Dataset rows
------
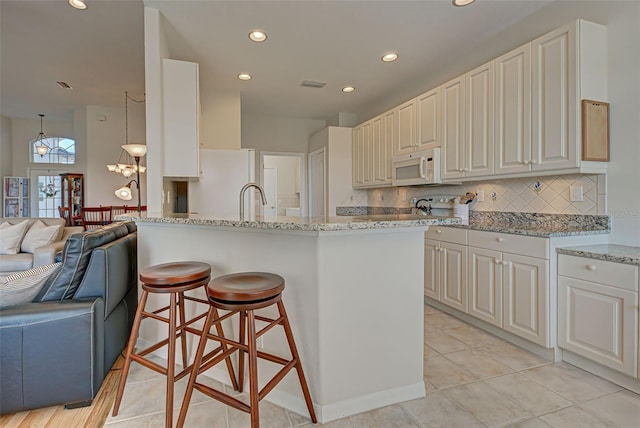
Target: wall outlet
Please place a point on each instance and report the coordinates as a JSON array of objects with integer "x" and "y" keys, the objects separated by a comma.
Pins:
[{"x": 575, "y": 194}]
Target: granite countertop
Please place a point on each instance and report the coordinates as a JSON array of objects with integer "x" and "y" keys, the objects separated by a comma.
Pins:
[
  {"x": 540, "y": 225},
  {"x": 313, "y": 224},
  {"x": 608, "y": 252}
]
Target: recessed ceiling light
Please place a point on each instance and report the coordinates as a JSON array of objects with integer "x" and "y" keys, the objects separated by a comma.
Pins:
[
  {"x": 78, "y": 4},
  {"x": 462, "y": 2},
  {"x": 258, "y": 36},
  {"x": 389, "y": 57}
]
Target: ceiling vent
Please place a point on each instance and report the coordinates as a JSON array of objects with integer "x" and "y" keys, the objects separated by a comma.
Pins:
[{"x": 312, "y": 84}]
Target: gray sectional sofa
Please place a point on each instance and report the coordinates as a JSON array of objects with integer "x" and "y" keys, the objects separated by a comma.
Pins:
[
  {"x": 58, "y": 349},
  {"x": 43, "y": 255}
]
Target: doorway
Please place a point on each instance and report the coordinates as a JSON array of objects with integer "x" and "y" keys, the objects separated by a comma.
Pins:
[{"x": 288, "y": 172}]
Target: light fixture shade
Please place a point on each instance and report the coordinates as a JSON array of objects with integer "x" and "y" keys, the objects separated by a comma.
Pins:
[
  {"x": 124, "y": 193},
  {"x": 134, "y": 150},
  {"x": 78, "y": 4}
]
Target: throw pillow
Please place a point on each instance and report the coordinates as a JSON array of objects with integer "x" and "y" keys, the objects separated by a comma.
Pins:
[
  {"x": 22, "y": 287},
  {"x": 11, "y": 236},
  {"x": 39, "y": 234}
]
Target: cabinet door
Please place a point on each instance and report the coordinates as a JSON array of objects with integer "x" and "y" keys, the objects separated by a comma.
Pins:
[
  {"x": 599, "y": 322},
  {"x": 389, "y": 140},
  {"x": 431, "y": 269},
  {"x": 526, "y": 297},
  {"x": 378, "y": 147},
  {"x": 406, "y": 141},
  {"x": 453, "y": 275},
  {"x": 453, "y": 144},
  {"x": 553, "y": 66},
  {"x": 485, "y": 285},
  {"x": 512, "y": 130},
  {"x": 479, "y": 121},
  {"x": 181, "y": 123},
  {"x": 367, "y": 139},
  {"x": 428, "y": 108},
  {"x": 358, "y": 157}
]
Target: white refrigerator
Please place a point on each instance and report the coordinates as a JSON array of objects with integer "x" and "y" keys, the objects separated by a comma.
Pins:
[{"x": 223, "y": 173}]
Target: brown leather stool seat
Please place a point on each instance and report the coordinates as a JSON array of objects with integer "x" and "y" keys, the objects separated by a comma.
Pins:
[
  {"x": 173, "y": 279},
  {"x": 242, "y": 293}
]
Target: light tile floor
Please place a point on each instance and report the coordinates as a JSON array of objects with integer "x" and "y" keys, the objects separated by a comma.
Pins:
[{"x": 473, "y": 379}]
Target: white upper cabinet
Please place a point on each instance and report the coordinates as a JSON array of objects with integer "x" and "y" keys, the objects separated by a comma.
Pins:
[
  {"x": 372, "y": 142},
  {"x": 406, "y": 120},
  {"x": 453, "y": 143},
  {"x": 429, "y": 120},
  {"x": 479, "y": 121},
  {"x": 181, "y": 118},
  {"x": 512, "y": 130}
]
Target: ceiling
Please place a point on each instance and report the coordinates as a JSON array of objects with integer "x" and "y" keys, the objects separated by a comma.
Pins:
[{"x": 100, "y": 51}]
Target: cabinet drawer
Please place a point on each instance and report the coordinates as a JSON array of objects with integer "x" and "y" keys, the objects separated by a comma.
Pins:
[
  {"x": 448, "y": 234},
  {"x": 516, "y": 244},
  {"x": 617, "y": 275}
]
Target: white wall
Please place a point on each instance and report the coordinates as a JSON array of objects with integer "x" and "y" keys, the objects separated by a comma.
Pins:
[
  {"x": 278, "y": 134},
  {"x": 220, "y": 122},
  {"x": 5, "y": 146},
  {"x": 106, "y": 139}
]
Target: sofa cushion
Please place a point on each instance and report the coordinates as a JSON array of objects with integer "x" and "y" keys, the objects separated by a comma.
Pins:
[
  {"x": 11, "y": 236},
  {"x": 75, "y": 259},
  {"x": 22, "y": 287},
  {"x": 15, "y": 262},
  {"x": 38, "y": 235}
]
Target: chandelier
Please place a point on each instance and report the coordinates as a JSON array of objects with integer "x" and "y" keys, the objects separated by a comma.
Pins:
[
  {"x": 127, "y": 165},
  {"x": 41, "y": 145}
]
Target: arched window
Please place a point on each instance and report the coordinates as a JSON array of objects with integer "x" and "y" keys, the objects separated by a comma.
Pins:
[{"x": 61, "y": 151}]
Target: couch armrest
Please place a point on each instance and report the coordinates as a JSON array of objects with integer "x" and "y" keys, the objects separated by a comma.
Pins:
[
  {"x": 50, "y": 353},
  {"x": 47, "y": 253}
]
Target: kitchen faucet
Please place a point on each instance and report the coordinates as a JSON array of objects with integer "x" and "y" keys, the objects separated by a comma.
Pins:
[{"x": 243, "y": 190}]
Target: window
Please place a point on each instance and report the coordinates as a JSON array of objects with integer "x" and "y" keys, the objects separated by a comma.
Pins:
[{"x": 61, "y": 150}]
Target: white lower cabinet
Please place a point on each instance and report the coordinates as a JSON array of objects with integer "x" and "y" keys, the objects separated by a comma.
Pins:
[
  {"x": 598, "y": 311},
  {"x": 526, "y": 297},
  {"x": 485, "y": 285},
  {"x": 446, "y": 266}
]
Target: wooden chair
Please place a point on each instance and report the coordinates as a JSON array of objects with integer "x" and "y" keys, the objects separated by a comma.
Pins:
[
  {"x": 134, "y": 208},
  {"x": 64, "y": 213},
  {"x": 117, "y": 210},
  {"x": 94, "y": 217}
]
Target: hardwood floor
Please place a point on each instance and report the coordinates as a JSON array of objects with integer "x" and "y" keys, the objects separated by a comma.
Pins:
[{"x": 57, "y": 416}]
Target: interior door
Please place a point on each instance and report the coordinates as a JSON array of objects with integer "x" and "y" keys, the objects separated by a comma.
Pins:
[
  {"x": 317, "y": 183},
  {"x": 271, "y": 192}
]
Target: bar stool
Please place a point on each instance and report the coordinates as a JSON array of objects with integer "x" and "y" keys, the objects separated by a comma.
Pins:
[
  {"x": 173, "y": 279},
  {"x": 242, "y": 293}
]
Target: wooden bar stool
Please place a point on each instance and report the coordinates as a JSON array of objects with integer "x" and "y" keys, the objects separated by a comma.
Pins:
[
  {"x": 241, "y": 294},
  {"x": 173, "y": 279}
]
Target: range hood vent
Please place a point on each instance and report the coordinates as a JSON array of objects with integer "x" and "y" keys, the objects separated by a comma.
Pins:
[{"x": 312, "y": 84}]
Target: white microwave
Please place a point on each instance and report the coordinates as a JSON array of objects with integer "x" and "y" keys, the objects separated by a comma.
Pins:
[{"x": 417, "y": 168}]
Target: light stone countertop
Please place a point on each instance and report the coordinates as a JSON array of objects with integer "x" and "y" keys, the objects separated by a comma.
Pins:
[
  {"x": 608, "y": 252},
  {"x": 313, "y": 224}
]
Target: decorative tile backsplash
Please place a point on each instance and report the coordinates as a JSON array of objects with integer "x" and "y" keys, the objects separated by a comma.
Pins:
[{"x": 550, "y": 194}]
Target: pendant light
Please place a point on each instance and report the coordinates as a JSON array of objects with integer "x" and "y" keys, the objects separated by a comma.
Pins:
[{"x": 41, "y": 145}]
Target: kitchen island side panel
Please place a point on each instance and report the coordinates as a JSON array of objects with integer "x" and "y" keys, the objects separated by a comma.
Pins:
[{"x": 354, "y": 299}]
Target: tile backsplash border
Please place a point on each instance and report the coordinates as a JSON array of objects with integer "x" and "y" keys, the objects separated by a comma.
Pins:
[{"x": 547, "y": 194}]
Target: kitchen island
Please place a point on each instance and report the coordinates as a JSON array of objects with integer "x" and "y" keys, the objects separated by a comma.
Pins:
[{"x": 354, "y": 295}]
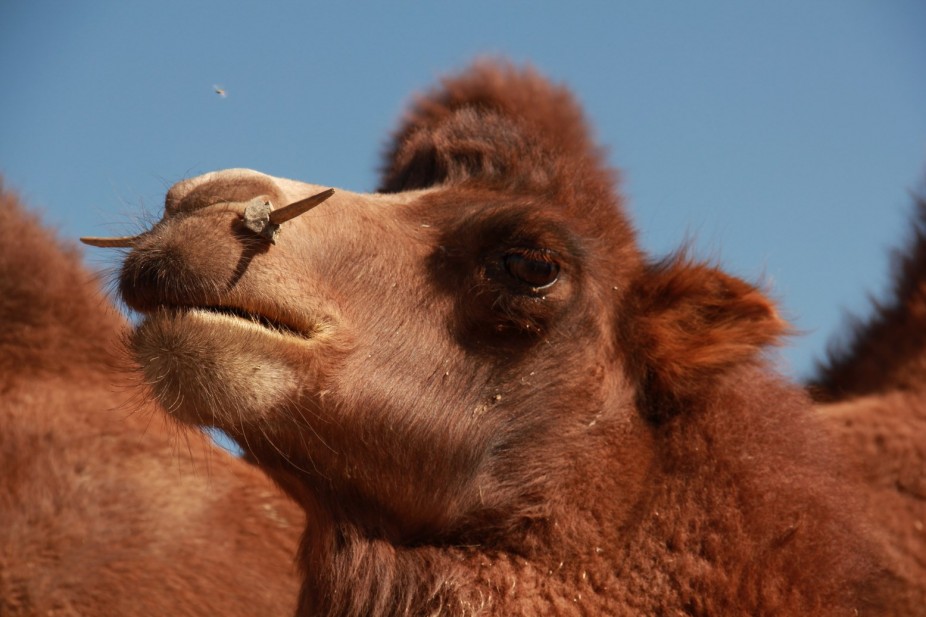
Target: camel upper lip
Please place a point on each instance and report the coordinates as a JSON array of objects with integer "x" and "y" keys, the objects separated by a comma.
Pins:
[{"x": 274, "y": 321}]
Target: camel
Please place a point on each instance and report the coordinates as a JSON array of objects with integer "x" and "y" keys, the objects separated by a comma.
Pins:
[
  {"x": 486, "y": 397},
  {"x": 106, "y": 509},
  {"x": 872, "y": 393}
]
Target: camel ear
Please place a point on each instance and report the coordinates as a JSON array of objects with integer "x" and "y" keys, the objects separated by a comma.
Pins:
[{"x": 694, "y": 322}]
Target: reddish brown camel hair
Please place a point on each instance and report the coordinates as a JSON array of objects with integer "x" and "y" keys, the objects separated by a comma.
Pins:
[
  {"x": 103, "y": 511},
  {"x": 487, "y": 398},
  {"x": 873, "y": 389}
]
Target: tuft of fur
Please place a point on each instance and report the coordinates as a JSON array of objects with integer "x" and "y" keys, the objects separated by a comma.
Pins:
[{"x": 99, "y": 512}]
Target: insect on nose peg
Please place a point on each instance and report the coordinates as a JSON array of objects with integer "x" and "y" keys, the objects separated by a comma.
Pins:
[{"x": 263, "y": 220}]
------
GIVEN PROBLEM >> Edit the records from the line with "Target: camel upper lip" through the end of the records so that "dromedary" replaces "camel", and leave everything else unchanged. Give only those lines.

ANSWER FOR THE TASK >>
Target: dromedary upper lip
Please place a point on each instance and report the coordinates as a JSON array of objects with integer "x" and "y" keys, the objects separated by a comma.
Pins:
[{"x": 274, "y": 321}]
Target: dromedary
Please place a point on each instance and report the coordinates as a JSON array of objects with integer "x" and "y" keys, the objects separated by a comma.
Pins:
[
  {"x": 486, "y": 397},
  {"x": 106, "y": 509},
  {"x": 872, "y": 393}
]
Target: dromedary ear
Please place a point on each instance and report the coordinates as a JSON array of objects with integer "x" and "y" keys, the objects separated by a comma.
Pins:
[{"x": 694, "y": 322}]
Target: reddish brown dromedary hair
Please place a point on each instance and report the coordinates as a JSON array of objects with integer "x" and "y" keys, the objects separated by a comma.
Pins:
[
  {"x": 103, "y": 511},
  {"x": 487, "y": 398},
  {"x": 873, "y": 389}
]
Target: tuft of fur
Please place a point on each instance and report the coordinates as a JSON array of objects with integer "x" and "y" keys, the objects separated by a comma.
Pins:
[{"x": 99, "y": 512}]
Target: insect on nose peg
Please place a point on each instance and report the coordinates as a JSON array of objects with integer "x" and "y" keys, the objects separated by a comma.
Pins:
[{"x": 263, "y": 220}]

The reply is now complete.